- Data lines -
--- --- ---
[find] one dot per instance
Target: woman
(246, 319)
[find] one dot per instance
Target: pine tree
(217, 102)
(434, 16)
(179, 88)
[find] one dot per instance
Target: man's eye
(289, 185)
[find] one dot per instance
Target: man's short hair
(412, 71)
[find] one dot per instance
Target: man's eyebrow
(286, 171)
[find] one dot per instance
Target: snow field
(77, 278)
--- --- ---
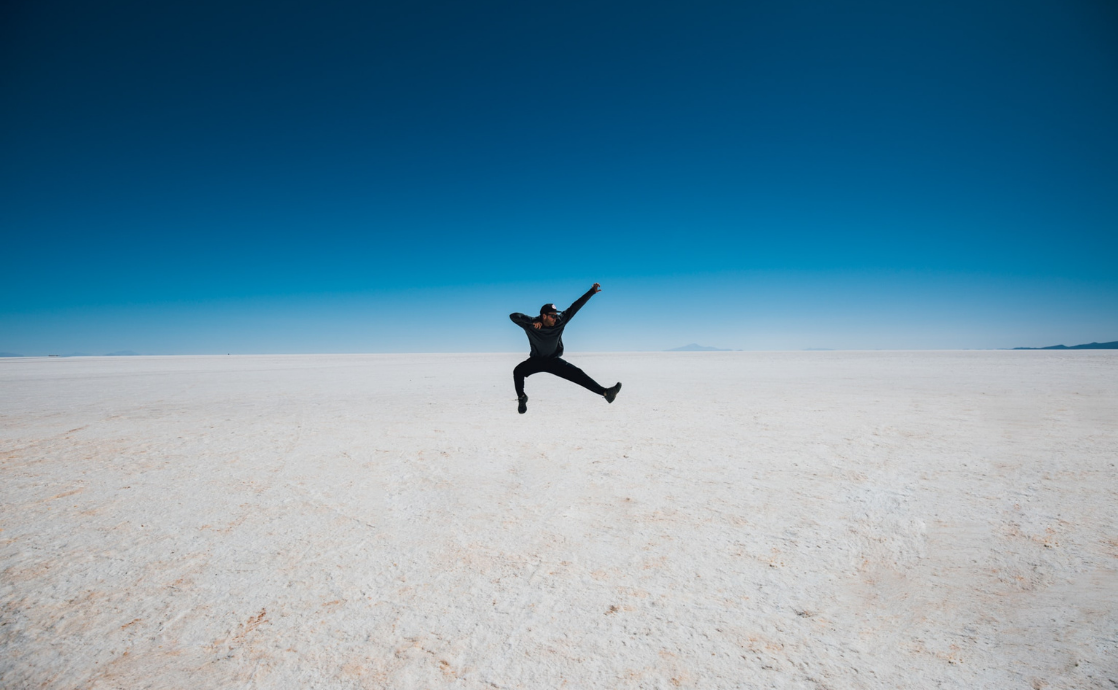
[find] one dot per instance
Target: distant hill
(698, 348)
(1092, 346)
--- --- ---
- Work required -
Pick out every line in the listing above that contains the string "Target", and copy each of those lines.

- Task response -
Target: woman
Target: pine tree
Target: man's eye
Target: man's short hair
Target: man's eyebrow
Target: snow field
Target: distant hill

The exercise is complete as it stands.